### Given data

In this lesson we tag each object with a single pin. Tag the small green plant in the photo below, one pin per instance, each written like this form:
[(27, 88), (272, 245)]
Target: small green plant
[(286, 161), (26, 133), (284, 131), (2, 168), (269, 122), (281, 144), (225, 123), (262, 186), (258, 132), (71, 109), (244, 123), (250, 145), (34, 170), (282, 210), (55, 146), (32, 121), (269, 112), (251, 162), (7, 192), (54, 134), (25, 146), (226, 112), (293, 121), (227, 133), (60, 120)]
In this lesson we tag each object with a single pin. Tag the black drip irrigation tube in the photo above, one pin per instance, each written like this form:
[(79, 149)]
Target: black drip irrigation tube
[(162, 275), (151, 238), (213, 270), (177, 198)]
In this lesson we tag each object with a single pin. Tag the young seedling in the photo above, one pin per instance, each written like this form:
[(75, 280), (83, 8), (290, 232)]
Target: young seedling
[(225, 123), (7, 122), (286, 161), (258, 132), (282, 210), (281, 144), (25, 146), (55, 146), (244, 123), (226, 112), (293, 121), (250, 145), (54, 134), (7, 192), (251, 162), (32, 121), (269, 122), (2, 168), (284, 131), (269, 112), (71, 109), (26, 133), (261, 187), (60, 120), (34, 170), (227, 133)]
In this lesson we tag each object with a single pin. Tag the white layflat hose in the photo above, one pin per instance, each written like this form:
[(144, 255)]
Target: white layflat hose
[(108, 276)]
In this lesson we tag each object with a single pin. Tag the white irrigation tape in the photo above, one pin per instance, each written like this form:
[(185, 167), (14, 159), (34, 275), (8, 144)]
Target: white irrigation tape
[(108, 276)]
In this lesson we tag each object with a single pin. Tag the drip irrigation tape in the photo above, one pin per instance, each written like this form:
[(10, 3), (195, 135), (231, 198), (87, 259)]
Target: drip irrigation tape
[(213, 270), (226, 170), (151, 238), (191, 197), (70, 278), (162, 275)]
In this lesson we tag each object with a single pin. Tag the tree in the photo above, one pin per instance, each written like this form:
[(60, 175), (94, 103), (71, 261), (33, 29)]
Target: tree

### Exercise details
Starting with the line that holds "Target: white irrigation tape", copy each remaining line of the listing above exactly, through the last one.

### Completed task
Target: white irrigation tape
[(108, 276)]
In this lesson we tag each object with a single pin. Tag the drip irrigation tape in the photo above, one pin per instance, each written like this form:
[(10, 3), (195, 135), (231, 198), (87, 259)]
Target: drip irrigation tape
[(213, 270), (226, 170), (151, 238), (191, 197), (70, 278), (162, 275)]
In this lesson we tag each object with a single pin. Tag the tree in the photo above, one pin per instance, each written like this form:
[(60, 175), (94, 103), (71, 261), (33, 29)]
Target: tree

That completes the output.